PROBLEM REQUIREMENTS
Which lines in the rows below contain the word "background"? Report each of those lines in full.

DATA IN THIS EXERCISE
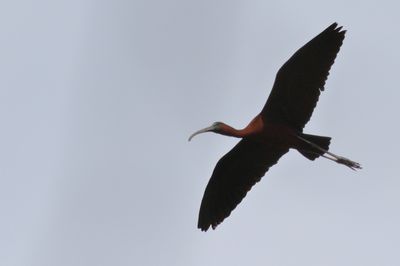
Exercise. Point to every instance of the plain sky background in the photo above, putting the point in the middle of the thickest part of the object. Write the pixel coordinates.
(98, 98)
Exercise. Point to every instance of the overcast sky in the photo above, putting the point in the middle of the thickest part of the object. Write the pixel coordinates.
(98, 98)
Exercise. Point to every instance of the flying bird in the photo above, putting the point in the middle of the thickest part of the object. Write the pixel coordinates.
(278, 128)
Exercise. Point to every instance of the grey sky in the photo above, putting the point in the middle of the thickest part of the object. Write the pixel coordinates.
(98, 98)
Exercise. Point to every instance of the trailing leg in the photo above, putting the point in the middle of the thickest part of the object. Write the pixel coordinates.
(333, 157)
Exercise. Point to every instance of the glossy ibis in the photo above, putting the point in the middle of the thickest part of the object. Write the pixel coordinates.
(278, 128)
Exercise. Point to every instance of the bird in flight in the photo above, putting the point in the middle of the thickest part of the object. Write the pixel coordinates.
(278, 128)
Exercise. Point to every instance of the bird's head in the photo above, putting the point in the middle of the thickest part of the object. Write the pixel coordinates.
(216, 127)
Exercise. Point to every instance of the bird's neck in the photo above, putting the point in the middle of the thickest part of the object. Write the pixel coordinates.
(254, 127)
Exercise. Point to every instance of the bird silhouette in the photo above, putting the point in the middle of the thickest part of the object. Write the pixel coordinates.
(278, 128)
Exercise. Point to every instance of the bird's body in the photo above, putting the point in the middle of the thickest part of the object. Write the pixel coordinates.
(278, 128)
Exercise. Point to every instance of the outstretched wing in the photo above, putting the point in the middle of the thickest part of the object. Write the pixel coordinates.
(300, 80)
(234, 175)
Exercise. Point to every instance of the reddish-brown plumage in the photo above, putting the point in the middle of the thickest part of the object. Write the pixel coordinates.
(275, 130)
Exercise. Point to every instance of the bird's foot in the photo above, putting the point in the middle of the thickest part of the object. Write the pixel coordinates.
(347, 162)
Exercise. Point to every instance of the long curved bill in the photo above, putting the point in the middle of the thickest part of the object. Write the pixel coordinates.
(207, 129)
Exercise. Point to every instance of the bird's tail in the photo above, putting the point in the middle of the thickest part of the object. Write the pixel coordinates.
(314, 146)
(311, 152)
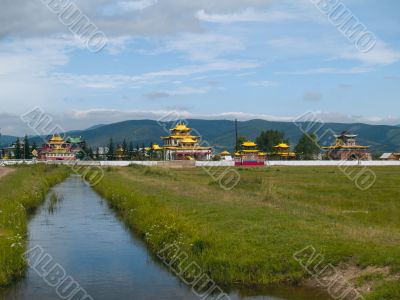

RIGHT ANSWER
Exercise. Point to every instance of the plain sky background in the photo above, putting the point in the middle of the thickest part of the object. Write the pixel coordinates.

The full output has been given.